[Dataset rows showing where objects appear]
start

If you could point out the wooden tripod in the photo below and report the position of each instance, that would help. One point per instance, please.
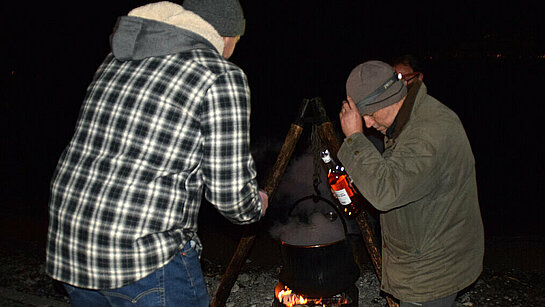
(311, 111)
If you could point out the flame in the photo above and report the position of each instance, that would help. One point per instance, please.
(287, 298)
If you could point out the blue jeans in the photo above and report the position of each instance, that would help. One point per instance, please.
(179, 283)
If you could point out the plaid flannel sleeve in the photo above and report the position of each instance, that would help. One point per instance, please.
(229, 172)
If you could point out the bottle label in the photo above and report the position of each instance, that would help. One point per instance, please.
(343, 197)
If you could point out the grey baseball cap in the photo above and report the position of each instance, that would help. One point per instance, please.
(225, 16)
(374, 85)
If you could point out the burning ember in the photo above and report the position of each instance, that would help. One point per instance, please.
(289, 299)
(286, 297)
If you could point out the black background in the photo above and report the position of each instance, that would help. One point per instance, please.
(485, 61)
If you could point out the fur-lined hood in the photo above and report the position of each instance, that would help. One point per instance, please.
(160, 29)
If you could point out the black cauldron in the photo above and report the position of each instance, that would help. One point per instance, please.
(320, 270)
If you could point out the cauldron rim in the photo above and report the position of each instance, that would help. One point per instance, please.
(312, 245)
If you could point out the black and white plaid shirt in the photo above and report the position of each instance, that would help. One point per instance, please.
(151, 134)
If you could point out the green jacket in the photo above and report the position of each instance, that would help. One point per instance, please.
(424, 184)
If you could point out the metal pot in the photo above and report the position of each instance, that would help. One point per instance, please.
(319, 270)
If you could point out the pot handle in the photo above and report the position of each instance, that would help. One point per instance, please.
(315, 198)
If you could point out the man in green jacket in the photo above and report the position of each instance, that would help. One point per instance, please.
(424, 185)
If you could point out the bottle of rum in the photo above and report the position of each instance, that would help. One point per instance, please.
(342, 187)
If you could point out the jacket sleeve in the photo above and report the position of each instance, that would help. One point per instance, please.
(396, 179)
(229, 172)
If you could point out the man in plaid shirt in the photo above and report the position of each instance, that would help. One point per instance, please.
(165, 117)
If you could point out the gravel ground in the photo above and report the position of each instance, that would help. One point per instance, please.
(24, 283)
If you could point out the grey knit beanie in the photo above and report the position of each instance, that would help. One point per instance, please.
(225, 16)
(374, 85)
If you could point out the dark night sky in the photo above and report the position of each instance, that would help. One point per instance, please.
(294, 50)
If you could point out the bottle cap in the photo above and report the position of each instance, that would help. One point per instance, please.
(325, 156)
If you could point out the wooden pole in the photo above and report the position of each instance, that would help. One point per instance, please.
(248, 237)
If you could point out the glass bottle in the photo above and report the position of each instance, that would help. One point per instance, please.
(342, 186)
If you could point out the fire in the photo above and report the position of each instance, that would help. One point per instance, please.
(287, 298)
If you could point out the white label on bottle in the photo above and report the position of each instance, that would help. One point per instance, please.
(343, 197)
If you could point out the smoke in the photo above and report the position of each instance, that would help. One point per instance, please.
(297, 215)
(315, 229)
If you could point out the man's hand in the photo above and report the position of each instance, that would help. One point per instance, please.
(351, 121)
(264, 200)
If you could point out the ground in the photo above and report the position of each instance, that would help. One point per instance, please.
(514, 274)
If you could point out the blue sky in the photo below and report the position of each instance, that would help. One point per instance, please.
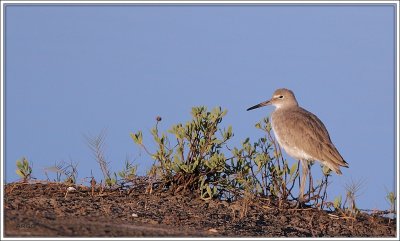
(76, 70)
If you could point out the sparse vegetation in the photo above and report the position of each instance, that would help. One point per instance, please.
(24, 169)
(200, 160)
(195, 159)
(63, 169)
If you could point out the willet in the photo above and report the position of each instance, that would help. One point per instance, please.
(301, 134)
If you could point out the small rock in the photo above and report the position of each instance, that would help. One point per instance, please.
(70, 189)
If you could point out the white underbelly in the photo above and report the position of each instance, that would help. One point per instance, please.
(293, 151)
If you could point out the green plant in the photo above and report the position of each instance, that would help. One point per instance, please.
(391, 198)
(352, 192)
(128, 174)
(337, 202)
(197, 160)
(68, 170)
(97, 145)
(24, 169)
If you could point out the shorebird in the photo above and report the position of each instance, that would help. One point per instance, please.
(302, 135)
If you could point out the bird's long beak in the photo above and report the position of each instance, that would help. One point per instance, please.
(260, 105)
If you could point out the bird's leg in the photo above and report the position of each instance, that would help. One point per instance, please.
(304, 167)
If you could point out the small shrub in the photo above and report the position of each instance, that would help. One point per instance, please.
(24, 169)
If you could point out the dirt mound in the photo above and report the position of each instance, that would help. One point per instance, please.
(47, 210)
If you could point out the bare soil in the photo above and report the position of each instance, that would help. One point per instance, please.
(47, 210)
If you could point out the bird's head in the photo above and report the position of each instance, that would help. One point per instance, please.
(280, 98)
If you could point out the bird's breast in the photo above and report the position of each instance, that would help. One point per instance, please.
(282, 136)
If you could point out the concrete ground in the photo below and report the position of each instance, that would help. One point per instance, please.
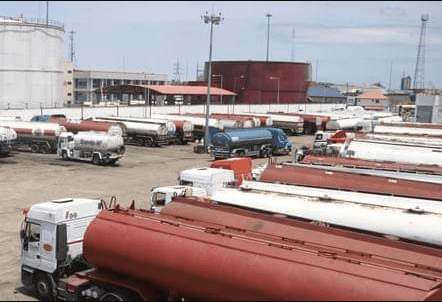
(29, 178)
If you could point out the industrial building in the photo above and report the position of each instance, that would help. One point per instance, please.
(31, 63)
(262, 82)
(80, 89)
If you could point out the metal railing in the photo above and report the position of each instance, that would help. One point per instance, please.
(31, 21)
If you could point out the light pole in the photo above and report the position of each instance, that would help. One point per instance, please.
(221, 86)
(236, 90)
(276, 78)
(212, 19)
(268, 15)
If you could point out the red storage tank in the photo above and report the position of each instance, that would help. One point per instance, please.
(214, 252)
(257, 82)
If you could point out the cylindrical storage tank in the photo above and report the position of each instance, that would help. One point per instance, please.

end

EXERCISE BRIEF: Copy every line of the data above word for word, leaving out the pictures.

RESPONSE TO THE EXERCISE:
If you could point out the wooden tripod in the photo below and report the position of each instance, that would help. One point per instance, please.
(311, 111)
If you could point out the flame in the photo above and report the position of each instance, that would help. One point per instance, please.
(287, 298)
If you could point out the blue jeans in the photo above and report the position of each instance, that would help. One point per instance, please.
(179, 283)
If you could point out the plaid flannel sleeve in the photo above and report the position of each instance, that would help. One point per instance, please.
(229, 172)
If you could point out the bottle label in the photo above and report the position of each instance, that would help. One point per instance, please.
(343, 197)
If you could point out the grey baseball cap in the photo above and report the position of each instance, that would help. One point per instance, please.
(225, 16)
(374, 85)
If you could point out the burning ember in the photo above and report the position of each instance, that would help. One point per instance, please.
(289, 299)
(286, 297)
If you could point out the black background in the photo above and report the position of each instance, that would help. One point per instance, please.
(485, 61)
If you could point out the fur-lined hood in the photo above and report the position of each instance, that would help. One point per instance, please.
(160, 29)
If you could point out the black cauldron in the photo above and report the position of each instance, that would help. One point per instance, please.
(320, 270)
If you could point out the cauldron rim in the photo above and report the position of each instance, that would help. One point per instance, please.
(312, 245)
If you could point out the black and white plaid shirt in the photo above and report the position of each instance, that would help. One point per instance, please.
(151, 134)
If you could point out the green jacket in the photo above and report the position of each instance, that would help. One point per instance, please.
(424, 184)
If you could point out the metal pot in the photo above and report the position of each instance, that would help. One point per instance, please.
(319, 270)
If you could point out the pot handle in the photo above and report the position of each instance, that would help. One point per instance, please.
(315, 198)
If you could point out the man in green jacket in the photo above and report the position of each instance, that would help. One point per instance, please.
(424, 185)
If you could point out the bottle of rum in the photo above and report the position of each instance, that would help. One point per instance, please.
(342, 187)
If you could point out the jacket sleeve in the photo above and report the position of each instance, that would help. One point per instance, please.
(396, 179)
(229, 172)
If you could point out the man in plaid shirt in the photo above and report the position of each instance, that would help. One point per instance, please.
(165, 117)
If you could point out the gravel ground in the photo above and report the position of each instance, that would help. One point per instance, please.
(24, 283)
If you could point out the grey knit beanie in the photo above and report the position of each instance, that would help. One point per instance, please.
(225, 16)
(374, 85)
If you could point out the dark night sky in the photo above and report the position of each instance, that would help. One point per instance, please.
(294, 50)
If you could point out the bottle cap in the photo above and report the position of each instance, that would help. One point per instance, please.
(325, 156)
If you could point out the wooden pole in the photo above and report the position of each instance, that would help. One point per instance, please.
(248, 237)
If you could point out the glass bottle in the photo above and report the position of each instance, that would help. One point per instance, please.
(342, 186)
If you could point out the fire in the photo above and report the position of each instance, that would help. One point per instance, please.
(287, 298)
If you could point out the white label on bottle in the photo above and report the position of each instance, that would help. One point per instance, please.
(343, 197)
If you could point out the smoke in the photo above and report the position of each instance, that would help. One point per instance, please.
(297, 215)
(315, 229)
If you could point out the man's hand in the photo above and report the position of each instance, that would help. One point per instance, please.
(351, 121)
(264, 200)
If you could point out the ground in the photo above and report the position of each instance, that would help. One point per instance, please.
(514, 274)
If you could point out the blue sky in the photo below and report the position of each instance, that would help. One point per instance, please.
(76, 70)
If you could point out the sparse vegetation in the photo above and report the position of each instance, that would help. One point per instance, please.
(24, 169)
(200, 160)
(195, 159)
(63, 169)
If you could point out the willet in the photo above and report the position of each instance, that would help. One point per instance, please.
(301, 134)
If you could point out the small rock in the photo above and report the position of each instance, that would help. One point per instance, please.
(70, 189)
If you could point out the white underbelly in the photo above and report the position of each instance, that would help. One point per instance, please.
(293, 151)
If you could point out the green plant in the photo above and report the position of each instance, that would help. One point per instance, please.
(391, 198)
(352, 192)
(128, 174)
(337, 202)
(197, 160)
(68, 170)
(97, 145)
(24, 169)
If you could point out the shorebird in the photo above and report the position of each instance, that would help. One point per instance, please.
(302, 135)
If you could point out the bird's long beak in the photo above and report the position of each instance, that would help. One point per instance, please.
(260, 105)
If you could point out the bird's leg in the photo above and report the position of each instance, that would help. One point per instance, please.
(304, 167)
If you could point out the small shrub in the photo above and report the position of each instance, that would help. One point per instance, please.
(24, 169)
If you could point out the dirt mound in the photo above and report the position of each instance, that would help. One point per instance, please.
(47, 210)
If you could point out the bare soil in the photo above and report the position of each instance, that would help. One point per instance, please.
(47, 210)
If you could point out the bird's head in the photo above and report the position of each instance, that would help. One point per instance, please.
(280, 98)
If you could point out the bird's breast in the photo above and report the position of each instance, that would help. One point per instance, please.
(282, 136)
If you could point out the concrete ground in the photo below and report the position of each instance, that would help. One point per instance, please.
(29, 178)
If you could point out the industrial building in the photo above and report the position of each instance, that would help. One point per instance, please.
(31, 63)
(262, 82)
(80, 89)
If you could point out the metal railing in the photo above and report the position of each instance, that would help. One point per instance, please.
(31, 21)
If you could point out the light pole in the photo above and report the position of each instance, that would help. One point per instance, please.
(221, 86)
(236, 90)
(276, 78)
(212, 19)
(268, 15)
If you could point out the red storage tank in the photo above and report the position of each instance, that would help. One point per instance, please.
(214, 252)
(257, 82)
If you could point out the cylindrical storage tank in the photo above and report the position of each instance, that would help. One point per instance, please.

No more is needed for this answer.